• **GIVEN PASSAGE**
Article

Newsday: “A New Form of Abolitionism”

July 19, 1985

“Women organize to fight ‘sexual slavery’ around the world.”

 

 

 

 

 

NEWSDAY

July 19, 1985
p. 4, 13

By BROOKE W. KROEGER
Newsday Staff Correspondent

newsday-un-women-sexslavery

NAIROBI — Sex tourism, international traffic in women and children, pimp-controlled prostitution, forced and arranged marriages and sexual mutilation: this is what the women’s rights groups mean when they talk about “sexual slavery.’

Frustrated by the resistance of international agencies to confront the problems, feminists — many gathered in Nairobi for “Forum ’85” — began their own effort two years ago to organize an international network against these practices.

Women active in the campaign offered a workshop today to explain the problem and work on solutions. It is one of 1,000 such meetings on women’s and political issues held over the past 10 days at the convocation here of 11,000 women from all over the world. The unofficial forum, marking the last year of the UN-declared Decade for Women, ends today.

• **REQUIRED WORK**
Rewrite the Nairobi forum article, starting with "Frustrated by the" and going on through "Women, ends today.", changing "workshop" to "seminar".

• **DATA PROVIDED**
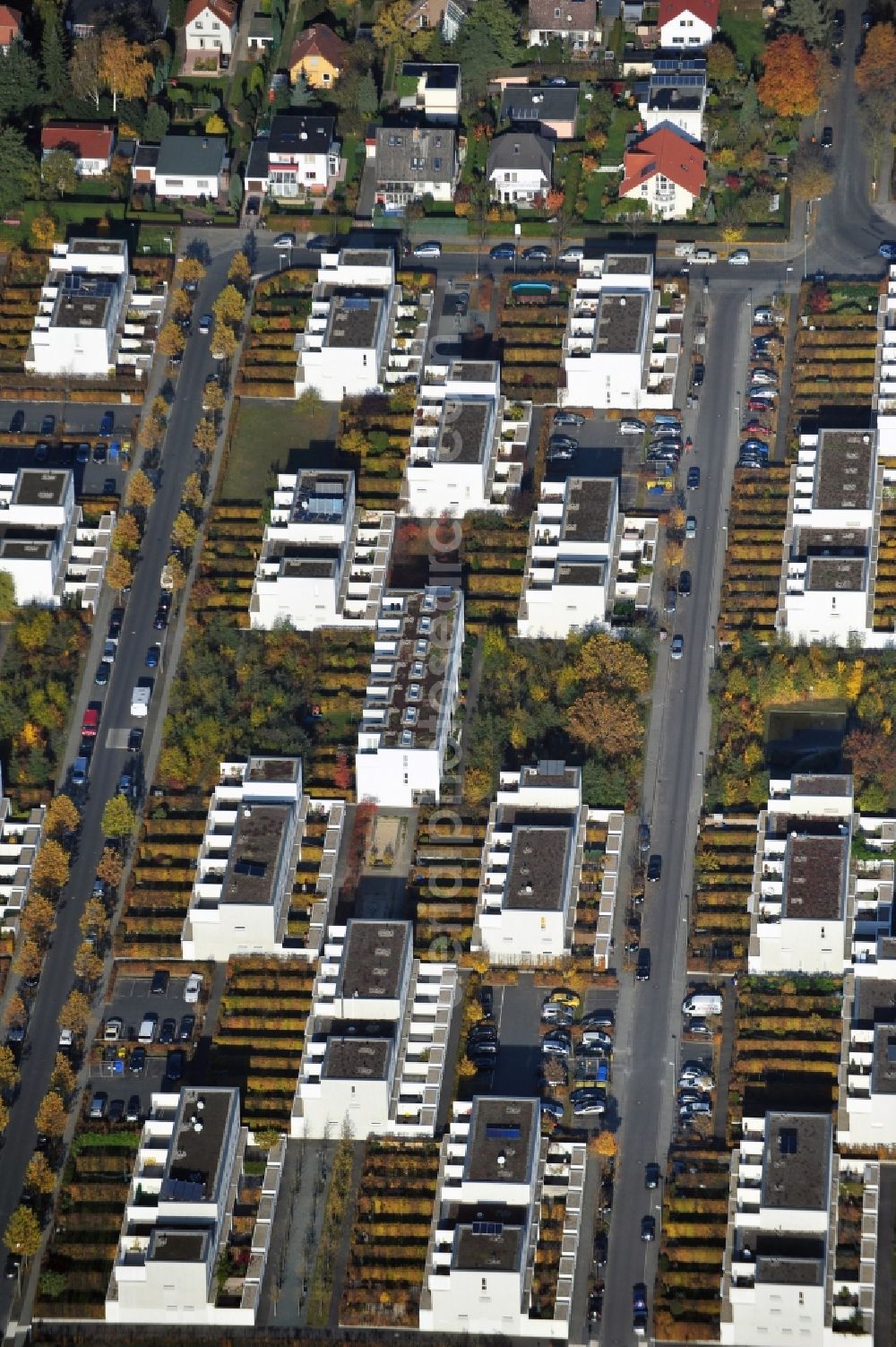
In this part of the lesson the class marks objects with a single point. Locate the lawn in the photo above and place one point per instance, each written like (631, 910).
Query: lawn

• **ANSWER TO THIS PROBLEM**
Frustrated by the resistance of international agencies to confront the problems, feminists — many gathered in Nairobi for “Forum ’85” — began their own effort two years ago to organize an international network against these practices.

Women active in the campaign offered a seminar today to explain the problem and work on solutions. It is one of 1,000 such meetings on women’s and political issues held over the past 10 days at the convocation here of 11,000 women from all over the world. The unofficial forum, marking the last year of the UN-declared Decade for Women, ends today.